Extracted text:
----------------

Using Yerba Buena to ail colicky babies

Nationality: Mexican
Age: 54
Occupation: Healthcare Executive
Residence: San Diego
Performance Date: 4/18/2020
Primary Language: English
Language: spanish

Main Piece

Informant: That was my situation, I got married at 18 and at 19 I had my first daughter. That is when all of the wives tales emerged. All of my family members shared with me their tips and tricks. My first daughter was very colicky so the first one I remember was feeding her Yerba Buena. It was very hard because Doctors told me not to give her anything, but my family was telling me to. From a science perspective I knew that was ridiculous, but at the end of the day I did it because what harm could be done? 

Interviewer: Can you guide me through what they told you to do? 

Informant: First of all every woman in the family had Yerba Buena, so my Mom called me and told me to come over when I told her my daughter was colicky. She gave me my own little sprout, and a pot to plant my own because she told me that I was gonna need it. First you wash them really really good because they’ve been out in the dirt. And then you put 2-3 leaves and boil it and it’ll turn a light brown, but don’t let that scare you. You have to cool it before you put it in the bottle. I tasted it, it tastes like mint and water. No sugar. You don’t put sugar, you just let the leaves lose in the water.

----------------

Collected data
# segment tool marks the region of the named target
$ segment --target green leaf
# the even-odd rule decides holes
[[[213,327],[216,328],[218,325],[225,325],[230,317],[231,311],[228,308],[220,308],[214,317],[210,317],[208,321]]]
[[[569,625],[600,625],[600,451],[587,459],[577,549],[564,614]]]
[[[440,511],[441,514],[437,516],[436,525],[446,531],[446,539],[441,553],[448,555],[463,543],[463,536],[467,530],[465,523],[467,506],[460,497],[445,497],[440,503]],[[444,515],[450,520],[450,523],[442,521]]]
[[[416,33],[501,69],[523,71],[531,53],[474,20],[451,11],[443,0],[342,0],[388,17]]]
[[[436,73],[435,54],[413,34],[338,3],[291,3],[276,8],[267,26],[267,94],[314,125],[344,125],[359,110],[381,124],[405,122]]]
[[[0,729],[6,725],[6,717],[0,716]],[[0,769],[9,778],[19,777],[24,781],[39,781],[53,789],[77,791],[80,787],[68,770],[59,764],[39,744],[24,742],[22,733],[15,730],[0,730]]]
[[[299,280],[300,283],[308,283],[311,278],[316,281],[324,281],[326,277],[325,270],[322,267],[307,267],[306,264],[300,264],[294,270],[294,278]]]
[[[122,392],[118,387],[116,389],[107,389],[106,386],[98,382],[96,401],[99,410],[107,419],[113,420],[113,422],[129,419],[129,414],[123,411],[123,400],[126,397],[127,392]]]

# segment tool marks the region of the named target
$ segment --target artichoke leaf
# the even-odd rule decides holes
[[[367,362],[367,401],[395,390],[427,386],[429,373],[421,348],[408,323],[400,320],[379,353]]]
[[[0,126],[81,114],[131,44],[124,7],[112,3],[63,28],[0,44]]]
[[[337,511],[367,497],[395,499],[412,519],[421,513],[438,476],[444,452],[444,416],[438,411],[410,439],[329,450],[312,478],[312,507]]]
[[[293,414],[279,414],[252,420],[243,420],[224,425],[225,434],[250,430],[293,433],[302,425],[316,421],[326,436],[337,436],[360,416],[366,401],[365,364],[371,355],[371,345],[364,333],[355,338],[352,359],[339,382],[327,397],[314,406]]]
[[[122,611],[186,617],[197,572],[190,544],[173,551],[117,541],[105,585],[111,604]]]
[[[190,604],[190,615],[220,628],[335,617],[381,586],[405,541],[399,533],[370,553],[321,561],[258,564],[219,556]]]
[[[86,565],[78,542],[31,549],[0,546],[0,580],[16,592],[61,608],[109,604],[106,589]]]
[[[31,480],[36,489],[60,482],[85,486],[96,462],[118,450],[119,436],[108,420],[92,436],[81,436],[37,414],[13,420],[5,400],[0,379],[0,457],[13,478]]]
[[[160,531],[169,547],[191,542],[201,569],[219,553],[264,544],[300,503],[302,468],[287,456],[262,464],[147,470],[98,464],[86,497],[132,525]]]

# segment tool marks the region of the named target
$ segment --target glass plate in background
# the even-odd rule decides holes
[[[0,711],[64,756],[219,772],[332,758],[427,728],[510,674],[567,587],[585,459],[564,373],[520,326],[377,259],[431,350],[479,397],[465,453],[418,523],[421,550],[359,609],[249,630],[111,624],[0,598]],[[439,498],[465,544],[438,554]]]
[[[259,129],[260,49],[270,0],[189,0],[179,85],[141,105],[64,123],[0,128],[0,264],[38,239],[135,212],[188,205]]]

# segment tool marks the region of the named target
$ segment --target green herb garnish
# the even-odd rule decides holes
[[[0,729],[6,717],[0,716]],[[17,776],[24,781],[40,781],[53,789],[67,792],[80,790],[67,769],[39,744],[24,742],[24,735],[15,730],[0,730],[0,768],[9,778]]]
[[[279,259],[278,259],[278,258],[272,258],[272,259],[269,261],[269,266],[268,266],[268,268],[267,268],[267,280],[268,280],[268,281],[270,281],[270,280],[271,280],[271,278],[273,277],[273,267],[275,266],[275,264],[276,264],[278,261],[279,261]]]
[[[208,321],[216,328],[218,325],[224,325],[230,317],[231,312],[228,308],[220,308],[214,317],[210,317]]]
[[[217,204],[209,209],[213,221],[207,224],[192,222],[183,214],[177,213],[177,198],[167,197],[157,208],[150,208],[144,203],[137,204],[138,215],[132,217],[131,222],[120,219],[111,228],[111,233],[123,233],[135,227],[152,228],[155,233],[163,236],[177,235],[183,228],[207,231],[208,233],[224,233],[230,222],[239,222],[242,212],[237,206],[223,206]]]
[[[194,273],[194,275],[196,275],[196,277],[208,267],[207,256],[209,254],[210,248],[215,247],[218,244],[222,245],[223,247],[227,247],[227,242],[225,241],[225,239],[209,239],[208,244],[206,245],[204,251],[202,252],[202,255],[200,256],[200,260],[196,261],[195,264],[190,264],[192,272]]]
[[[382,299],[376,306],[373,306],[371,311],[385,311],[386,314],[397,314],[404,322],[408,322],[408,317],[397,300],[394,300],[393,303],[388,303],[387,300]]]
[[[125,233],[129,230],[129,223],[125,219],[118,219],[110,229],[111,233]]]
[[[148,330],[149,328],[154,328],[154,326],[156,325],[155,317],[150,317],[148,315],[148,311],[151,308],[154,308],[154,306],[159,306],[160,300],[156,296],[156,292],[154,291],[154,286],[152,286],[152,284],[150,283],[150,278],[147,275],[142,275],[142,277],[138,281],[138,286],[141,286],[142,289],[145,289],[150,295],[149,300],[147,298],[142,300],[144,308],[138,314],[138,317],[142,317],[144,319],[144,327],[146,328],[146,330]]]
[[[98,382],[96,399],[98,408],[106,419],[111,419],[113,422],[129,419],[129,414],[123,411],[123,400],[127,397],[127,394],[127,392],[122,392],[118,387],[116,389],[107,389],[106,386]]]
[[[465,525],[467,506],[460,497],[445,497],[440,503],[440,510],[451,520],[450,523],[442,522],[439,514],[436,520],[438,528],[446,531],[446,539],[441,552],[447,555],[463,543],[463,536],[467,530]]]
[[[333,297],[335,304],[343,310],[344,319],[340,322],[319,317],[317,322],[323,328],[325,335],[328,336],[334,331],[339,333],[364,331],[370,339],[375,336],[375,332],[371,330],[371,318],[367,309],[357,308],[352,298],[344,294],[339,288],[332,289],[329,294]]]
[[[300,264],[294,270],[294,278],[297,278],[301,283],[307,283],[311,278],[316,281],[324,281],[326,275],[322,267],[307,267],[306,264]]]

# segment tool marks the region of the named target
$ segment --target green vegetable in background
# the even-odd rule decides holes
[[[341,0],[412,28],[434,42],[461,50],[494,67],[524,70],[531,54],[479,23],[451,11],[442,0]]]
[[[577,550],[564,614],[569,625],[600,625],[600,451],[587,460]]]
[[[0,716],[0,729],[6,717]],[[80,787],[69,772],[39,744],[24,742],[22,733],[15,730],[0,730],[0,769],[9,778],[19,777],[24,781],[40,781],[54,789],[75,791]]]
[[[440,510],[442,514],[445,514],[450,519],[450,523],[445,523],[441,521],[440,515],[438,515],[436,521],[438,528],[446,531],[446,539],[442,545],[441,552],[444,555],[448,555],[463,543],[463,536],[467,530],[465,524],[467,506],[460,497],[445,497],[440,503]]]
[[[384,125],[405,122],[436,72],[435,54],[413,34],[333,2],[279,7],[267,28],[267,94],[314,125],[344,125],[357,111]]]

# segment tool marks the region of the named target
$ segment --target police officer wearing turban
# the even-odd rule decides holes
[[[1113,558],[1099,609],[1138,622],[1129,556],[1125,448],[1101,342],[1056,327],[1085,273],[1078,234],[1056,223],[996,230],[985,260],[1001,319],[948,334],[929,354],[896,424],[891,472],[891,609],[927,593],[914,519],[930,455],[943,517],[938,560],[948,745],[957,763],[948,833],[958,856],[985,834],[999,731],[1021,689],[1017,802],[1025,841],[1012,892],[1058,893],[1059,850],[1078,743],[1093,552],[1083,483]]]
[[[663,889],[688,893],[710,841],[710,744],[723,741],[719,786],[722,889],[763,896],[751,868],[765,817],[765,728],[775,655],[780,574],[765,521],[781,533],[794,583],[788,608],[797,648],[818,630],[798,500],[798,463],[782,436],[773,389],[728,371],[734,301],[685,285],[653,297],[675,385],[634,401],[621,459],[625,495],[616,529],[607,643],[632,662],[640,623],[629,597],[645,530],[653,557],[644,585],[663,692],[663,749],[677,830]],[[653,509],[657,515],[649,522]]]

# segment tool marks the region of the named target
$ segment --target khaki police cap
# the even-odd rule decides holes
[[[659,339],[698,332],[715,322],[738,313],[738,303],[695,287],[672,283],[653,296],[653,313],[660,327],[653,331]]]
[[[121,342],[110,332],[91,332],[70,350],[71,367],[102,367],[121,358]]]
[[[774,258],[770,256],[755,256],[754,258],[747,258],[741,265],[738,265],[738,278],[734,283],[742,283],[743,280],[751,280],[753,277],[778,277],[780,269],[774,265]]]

----------------

Task to complete: Pick up the interview about using Yerba Buena for a colicky baby right after its last sentence and carry it further. The entries are separate material and have nothing to do with the interview about Yerba Buena.

Task result:
Interviewer: How much would you feed her? 

Informant: No more than an ounce, I would give her more as she grew up but usually just an ounce. 

Interviewer: Did you see it work? 

Informant: Yes, I saw it work. You have to burp the baby after they drink. When they have colic they are tense and crying– usually that’s how you know. You will see the relief in them, they will start relaxing- at least she did. She was able to calm herself. 

Interviewer: What does this practice mean to you?

I think this is where the conflict between Americanized medicine and, I’m forgetting the word, what do they call it now? Alternative medicine. We used to call it home medicine, back in the day that is how we had to go about treating it when medicine was new. People knew this stuff, and even today some of it is true. 

Any other comments? 

No. I just think when you are a young mother you just want your baby to be happy. I was skeptical when my family told me about this, but I saw the proof in my own eyes. So, I guess I started to, um, trust the remedies more.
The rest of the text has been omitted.